## Extrait à lire
Au fil des années, le GFEN a égrené ses Rencontres nationales de l’école maternelle, en s’intéressant aux  rapports  qu’entretiennent  les  notions  de  besoin  (Leontiev),  apprentissage,  développement (Vygotski),  socialisation,  culture.  En  2017,  plus  d’un  an  après  la  mise  en  place  des  nouveaux programmes,  attentifs  aux  différents  aspects  de  la  langue,  le  GFEN  propose  de  réfléchir  à  l’entrée dans le langage oral et écrit dans tous les domaines. Celui-ci est un véritable instrument (Rabardel & Pastré)  au  service  de  la  construction  de  la  pensée,  de  la  catégorisation,  de  la  mise  en  ordre indispensable à l’école pour entrer dans les savoirs et la culture commune (Bernardin).

Sachant  que  les  pratiques  langagières  et  les  compétences  lexicales  sont  des  bons  indicateurs de l’apprentissage  futur  de  la lecture et  de  l’écriture,  il  parait  essentiel  dans  ces  rencontres  d’aider  les enseignants  à  aider  les  élèves  à  parler,  penser,  abstraire,  comprendre…  Il  s’agit  également  de prendre  en  compte  les  données  les  plus  actuelles  des  recherches    pour  qu’elles  viennent  irriguer notre propre pensée, telles que l’étude « Lire et écrire au CP » coordonnée par Goigoux (1) .

## Données enregistrées

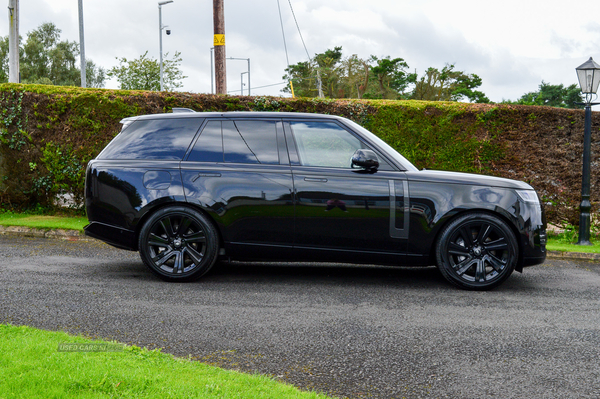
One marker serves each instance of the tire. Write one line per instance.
(477, 251)
(178, 244)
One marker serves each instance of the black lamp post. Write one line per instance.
(588, 74)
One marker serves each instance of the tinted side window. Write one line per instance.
(237, 142)
(209, 146)
(250, 142)
(324, 144)
(166, 139)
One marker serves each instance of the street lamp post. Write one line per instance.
(245, 59)
(588, 75)
(212, 72)
(160, 28)
(242, 83)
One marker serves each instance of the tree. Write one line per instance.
(350, 77)
(391, 76)
(552, 96)
(448, 85)
(45, 59)
(143, 73)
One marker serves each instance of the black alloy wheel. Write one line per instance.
(178, 244)
(477, 251)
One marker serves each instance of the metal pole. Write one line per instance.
(242, 82)
(212, 72)
(219, 43)
(160, 34)
(247, 59)
(13, 45)
(586, 206)
(82, 45)
(160, 28)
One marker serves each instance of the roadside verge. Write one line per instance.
(76, 235)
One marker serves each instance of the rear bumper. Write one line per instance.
(115, 236)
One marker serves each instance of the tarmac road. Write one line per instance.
(347, 331)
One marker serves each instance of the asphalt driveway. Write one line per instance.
(347, 331)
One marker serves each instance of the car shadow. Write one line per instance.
(324, 274)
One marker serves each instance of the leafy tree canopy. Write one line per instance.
(448, 85)
(45, 59)
(552, 96)
(334, 76)
(143, 73)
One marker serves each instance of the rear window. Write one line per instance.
(162, 139)
(241, 141)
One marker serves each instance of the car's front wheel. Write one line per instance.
(477, 251)
(178, 244)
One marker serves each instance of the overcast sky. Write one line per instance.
(512, 44)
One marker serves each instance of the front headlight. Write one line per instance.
(528, 196)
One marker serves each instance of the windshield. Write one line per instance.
(395, 155)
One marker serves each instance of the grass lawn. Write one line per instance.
(31, 366)
(564, 243)
(43, 221)
(556, 242)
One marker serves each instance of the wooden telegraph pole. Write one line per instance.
(219, 43)
(13, 41)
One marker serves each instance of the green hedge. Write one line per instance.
(49, 133)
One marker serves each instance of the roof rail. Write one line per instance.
(181, 110)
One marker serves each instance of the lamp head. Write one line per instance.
(588, 74)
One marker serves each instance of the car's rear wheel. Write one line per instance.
(477, 251)
(178, 244)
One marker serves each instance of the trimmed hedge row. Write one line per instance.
(49, 133)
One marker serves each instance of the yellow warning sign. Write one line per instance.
(219, 40)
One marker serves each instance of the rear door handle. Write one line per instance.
(315, 179)
(203, 174)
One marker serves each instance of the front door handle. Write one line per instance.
(315, 179)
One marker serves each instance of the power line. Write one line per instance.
(283, 33)
(297, 26)
(260, 87)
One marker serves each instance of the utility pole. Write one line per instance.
(13, 41)
(219, 43)
(160, 28)
(81, 45)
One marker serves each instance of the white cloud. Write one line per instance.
(512, 45)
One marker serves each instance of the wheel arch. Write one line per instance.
(505, 218)
(144, 218)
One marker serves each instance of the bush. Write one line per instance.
(49, 133)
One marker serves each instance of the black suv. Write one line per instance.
(186, 188)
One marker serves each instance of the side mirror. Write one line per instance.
(365, 159)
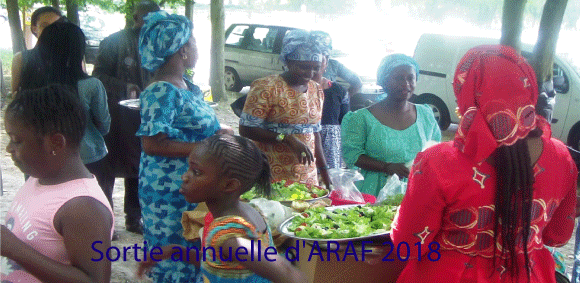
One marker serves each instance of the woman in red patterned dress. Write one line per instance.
(482, 207)
(282, 112)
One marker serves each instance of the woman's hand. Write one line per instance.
(302, 151)
(397, 168)
(325, 177)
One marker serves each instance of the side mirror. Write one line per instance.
(560, 84)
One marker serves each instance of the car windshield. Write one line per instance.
(574, 63)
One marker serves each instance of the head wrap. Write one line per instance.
(301, 45)
(162, 36)
(390, 62)
(496, 92)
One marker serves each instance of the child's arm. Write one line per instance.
(276, 268)
(168, 251)
(85, 225)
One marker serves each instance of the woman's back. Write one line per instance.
(459, 198)
(94, 100)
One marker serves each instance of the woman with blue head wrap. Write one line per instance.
(174, 118)
(282, 112)
(336, 105)
(383, 139)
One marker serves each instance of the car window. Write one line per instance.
(559, 76)
(236, 37)
(560, 79)
(262, 39)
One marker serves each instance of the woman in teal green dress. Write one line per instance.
(380, 139)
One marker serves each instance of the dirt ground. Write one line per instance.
(123, 271)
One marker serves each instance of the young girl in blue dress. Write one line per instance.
(222, 168)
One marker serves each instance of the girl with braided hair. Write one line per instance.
(60, 214)
(221, 169)
(482, 207)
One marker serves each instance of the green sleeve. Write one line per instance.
(353, 136)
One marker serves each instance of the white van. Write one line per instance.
(438, 56)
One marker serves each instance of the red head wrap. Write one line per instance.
(496, 92)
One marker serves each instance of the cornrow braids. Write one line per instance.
(240, 158)
(513, 202)
(52, 109)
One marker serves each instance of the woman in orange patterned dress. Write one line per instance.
(282, 112)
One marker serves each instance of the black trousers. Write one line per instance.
(105, 175)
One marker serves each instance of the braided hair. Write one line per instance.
(52, 109)
(46, 9)
(240, 158)
(57, 57)
(513, 202)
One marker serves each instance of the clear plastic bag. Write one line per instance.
(393, 187)
(343, 184)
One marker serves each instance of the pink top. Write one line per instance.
(30, 218)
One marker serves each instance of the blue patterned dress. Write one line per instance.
(183, 116)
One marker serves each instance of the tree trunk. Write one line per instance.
(545, 48)
(217, 50)
(72, 11)
(512, 22)
(189, 9)
(15, 28)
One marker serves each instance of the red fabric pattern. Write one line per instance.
(496, 92)
(453, 206)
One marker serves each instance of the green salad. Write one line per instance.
(394, 200)
(282, 191)
(351, 222)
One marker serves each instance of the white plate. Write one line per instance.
(132, 103)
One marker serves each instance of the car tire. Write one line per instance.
(574, 137)
(232, 80)
(440, 110)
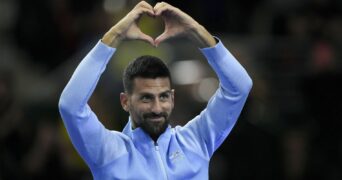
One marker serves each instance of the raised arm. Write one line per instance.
(86, 132)
(209, 129)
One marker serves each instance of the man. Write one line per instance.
(148, 148)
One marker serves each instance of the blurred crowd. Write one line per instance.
(291, 125)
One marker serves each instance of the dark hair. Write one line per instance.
(145, 67)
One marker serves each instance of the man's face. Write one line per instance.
(150, 104)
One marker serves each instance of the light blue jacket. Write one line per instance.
(180, 152)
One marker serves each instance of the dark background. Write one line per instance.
(291, 125)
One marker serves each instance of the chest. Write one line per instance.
(157, 162)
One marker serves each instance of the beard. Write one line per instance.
(152, 127)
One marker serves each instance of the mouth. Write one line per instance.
(156, 119)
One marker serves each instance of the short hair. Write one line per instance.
(145, 67)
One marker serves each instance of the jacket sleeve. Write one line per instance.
(209, 129)
(87, 133)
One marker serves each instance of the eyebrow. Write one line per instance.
(146, 93)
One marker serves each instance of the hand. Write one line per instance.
(127, 28)
(178, 23)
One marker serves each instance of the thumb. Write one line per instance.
(161, 38)
(146, 38)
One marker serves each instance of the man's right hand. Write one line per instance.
(127, 28)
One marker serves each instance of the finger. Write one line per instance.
(146, 38)
(146, 8)
(161, 38)
(159, 8)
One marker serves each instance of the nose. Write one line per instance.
(157, 106)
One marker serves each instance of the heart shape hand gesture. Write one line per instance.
(176, 23)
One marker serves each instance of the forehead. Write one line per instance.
(150, 85)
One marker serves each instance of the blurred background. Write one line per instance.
(291, 125)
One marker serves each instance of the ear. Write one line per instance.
(124, 101)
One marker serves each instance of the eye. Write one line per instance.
(164, 96)
(146, 98)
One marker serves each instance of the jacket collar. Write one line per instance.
(141, 138)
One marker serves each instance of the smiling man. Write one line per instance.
(148, 148)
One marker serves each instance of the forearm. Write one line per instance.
(232, 76)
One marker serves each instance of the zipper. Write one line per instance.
(156, 147)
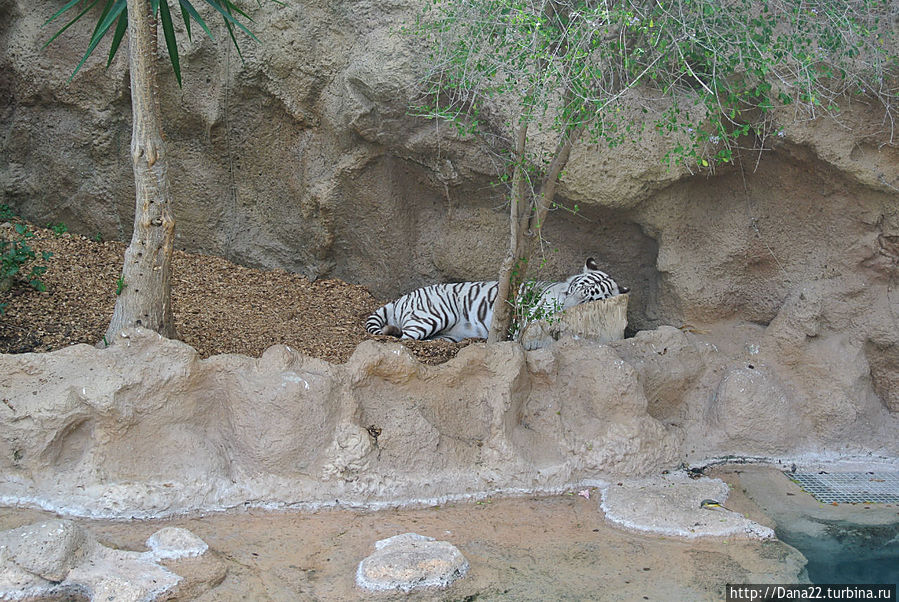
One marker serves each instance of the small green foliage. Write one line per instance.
(18, 259)
(722, 69)
(58, 229)
(532, 304)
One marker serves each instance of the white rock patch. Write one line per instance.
(173, 543)
(670, 505)
(57, 557)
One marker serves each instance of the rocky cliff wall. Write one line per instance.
(303, 157)
(146, 428)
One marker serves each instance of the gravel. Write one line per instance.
(219, 306)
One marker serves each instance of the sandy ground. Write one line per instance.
(549, 548)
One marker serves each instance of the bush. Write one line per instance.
(17, 258)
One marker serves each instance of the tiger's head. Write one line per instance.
(591, 285)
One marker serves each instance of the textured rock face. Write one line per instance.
(780, 275)
(304, 157)
(146, 428)
(411, 562)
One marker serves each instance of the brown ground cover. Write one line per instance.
(219, 306)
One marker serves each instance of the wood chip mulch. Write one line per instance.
(219, 306)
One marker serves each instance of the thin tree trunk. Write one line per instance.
(526, 222)
(145, 289)
(518, 218)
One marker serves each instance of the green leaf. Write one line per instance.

## Consignes
1/ Transcrivez fidèlement tout ce qui va de "Au fil des années, le" jusqu'à "culture commune (Bernardin)." dans l'extrait sur les Rencontres du GFEN.
2/ D'après l'extrait sur les Rencontres du GFEN, en quelle année le GFEN propose-t-il de réfléchir à l'entrée dans le langage oral et écrit dans tous les domaines ?
3/ Prolongez l'extrait sur les Rencontres du GFEN consacrées à l'école maternelle, en reprenant après sa dernière phrase.

## Résultats de l'exercice
1/
Au fil des années, le GFEN a égrené ses Rencontres nationales de l’école maternelle, en s’intéressant aux  rapports  qu’entretiennent  les  notions  de  besoin  (Leontiev),  apprentissage,  développement (Vygotski),  socialisation,  culture.  En  2017,  plus  d’un  an  après  la  mise  en  place  des  nouveaux programmes,  attentifs  aux  différents  aspects  de  la  langue,  le  GFEN  propose  de  réfléchir  à  l’entrée dans le langage oral et écrit dans tous les domaines. Celui-ci est un véritable instrument (Rabardel & Pastré)  au  service  de  la  construction  de  la  pensée,  de  la  catégorisation,  de  la  mise  en  ordre indispensable à l’école pour entrer dans les savoirs et la culture commune (Bernardin).

2/ En 2017.

3/
Peut-on  proposer  aux  élèves  des  savoirs  exigeants,  des  supports  résistants,  dans  des  dispositifs collectifs et interactifs ? Comment avoir de l’ambition pour eux et créer des situations authentiques pour  apprendre  et  comprendre ?  Quelle  posture  pour  l’enseignant  : verbaliser ce  qu’ils  ne  sont  pas encore  capables  de  décrire  ou  de  commenter,  expliciter  les  séances,  pratiquer  une  évaluation positive qui tient compte des progrès de l’enfant ? Quelle place pour l’apprentissage du vocabulaire et  l’acculturation,  surtout  pour  les  enfants  les  plus  éloignés  de  la  culture  scolaire ?  A  quelles conditions ne laisser aucun enfant au bord de la route, seul face à la complexité du monde ?

Nous  souhaitons  que  ces  rencontres  contribuent  à  développer  « des  outils  pour  la  pensée »  qui soient   « des   instruments   techniques   et   sémiotiques de   développement »   pour   tou.te.s   les participant.e.s (Rochex (2)).

1- L’appui sur la recherche « Lire & écrire au CP », 2015 permet d’inscrire les apprentissages de l’école maternelle dans un continuum. http://ife.ens-lyon.fr/ife/recherche/lire-ecrire retour texte
2-
Jean-Yves Rochex. L’œuvre de Vygotski : fondements pour une psychologie historico-culturelle. Note de synthèse dans la Revue française de pédagogie n°120, 1997.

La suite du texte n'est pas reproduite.